DIRECTIONS FOR THIS TASK
Please copy all of the data that follows exactly, leaving any pictures out.

[Region pointing data]
>>>
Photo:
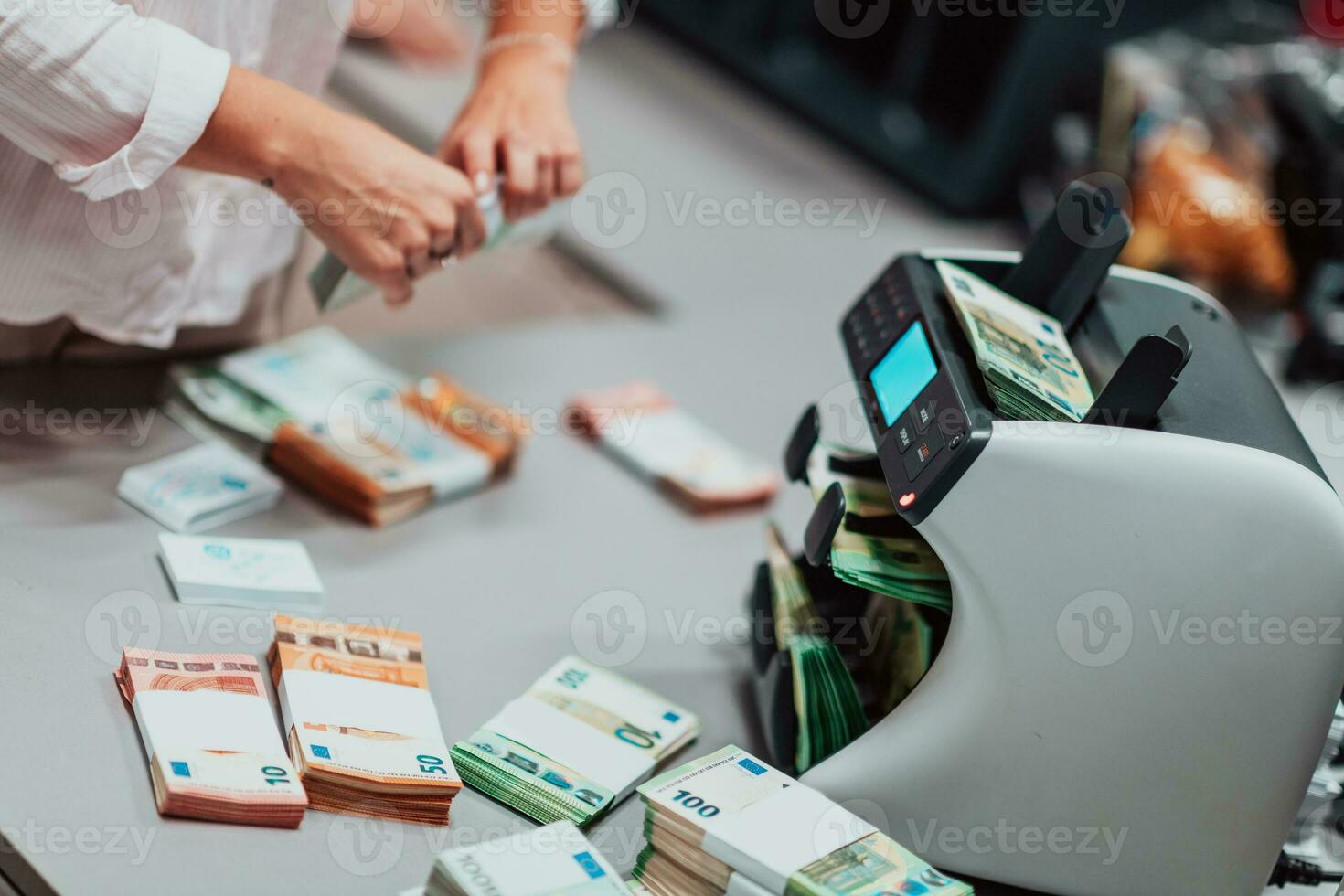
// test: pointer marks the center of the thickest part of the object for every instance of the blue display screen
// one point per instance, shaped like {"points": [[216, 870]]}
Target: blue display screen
{"points": [[903, 372]]}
<<<
EXERCISE RESULT
Photo:
// test: pointer marks the center of the thickest part of the object for every instance of the blue display screen
// one point per instance, shaped like {"points": [[216, 870]]}
Target: blue display screen
{"points": [[903, 372]]}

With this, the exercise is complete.